Your task: Every line of the data that includes "pouch" should be copied out.

Saved entries:
>>

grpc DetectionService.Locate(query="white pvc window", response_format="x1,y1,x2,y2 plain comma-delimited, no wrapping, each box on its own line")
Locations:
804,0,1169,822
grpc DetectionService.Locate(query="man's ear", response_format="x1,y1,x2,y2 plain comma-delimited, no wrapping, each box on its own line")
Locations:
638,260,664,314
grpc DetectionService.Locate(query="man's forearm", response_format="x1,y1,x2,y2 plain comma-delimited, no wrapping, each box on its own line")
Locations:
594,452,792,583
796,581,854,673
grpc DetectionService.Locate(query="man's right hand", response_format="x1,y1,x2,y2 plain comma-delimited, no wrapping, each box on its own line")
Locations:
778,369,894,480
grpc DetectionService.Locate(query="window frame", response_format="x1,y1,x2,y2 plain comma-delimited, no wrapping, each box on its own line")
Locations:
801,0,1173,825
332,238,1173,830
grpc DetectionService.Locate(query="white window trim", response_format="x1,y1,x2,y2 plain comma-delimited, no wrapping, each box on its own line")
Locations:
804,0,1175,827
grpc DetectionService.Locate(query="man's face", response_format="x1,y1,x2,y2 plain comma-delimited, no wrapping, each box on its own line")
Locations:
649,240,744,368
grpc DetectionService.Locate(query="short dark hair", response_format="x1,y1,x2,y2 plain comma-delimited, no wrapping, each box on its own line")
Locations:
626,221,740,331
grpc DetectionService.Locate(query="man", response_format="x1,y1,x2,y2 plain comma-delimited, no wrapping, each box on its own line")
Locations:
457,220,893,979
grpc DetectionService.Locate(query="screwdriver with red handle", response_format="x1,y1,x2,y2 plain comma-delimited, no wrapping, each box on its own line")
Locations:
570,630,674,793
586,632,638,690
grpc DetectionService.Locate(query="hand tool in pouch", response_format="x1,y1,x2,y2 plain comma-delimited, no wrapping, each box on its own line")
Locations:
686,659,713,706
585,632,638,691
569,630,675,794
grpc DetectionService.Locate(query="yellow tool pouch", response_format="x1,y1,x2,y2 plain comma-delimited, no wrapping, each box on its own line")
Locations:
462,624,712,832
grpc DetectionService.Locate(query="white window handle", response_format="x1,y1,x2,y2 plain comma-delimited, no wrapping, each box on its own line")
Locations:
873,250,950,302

<<

Result for this task:
grpc DetectionService.Locate(query="hand tool in pouch", response_format="x1,y1,x2,y2 plain comma-delimited, no wrapping, each box on its own line")
grpc DetectionService.Locate(query="yellow tool pouch", response_format="x1,y1,x2,y2 plain comma-delimited, no wrapping, each box on its own line")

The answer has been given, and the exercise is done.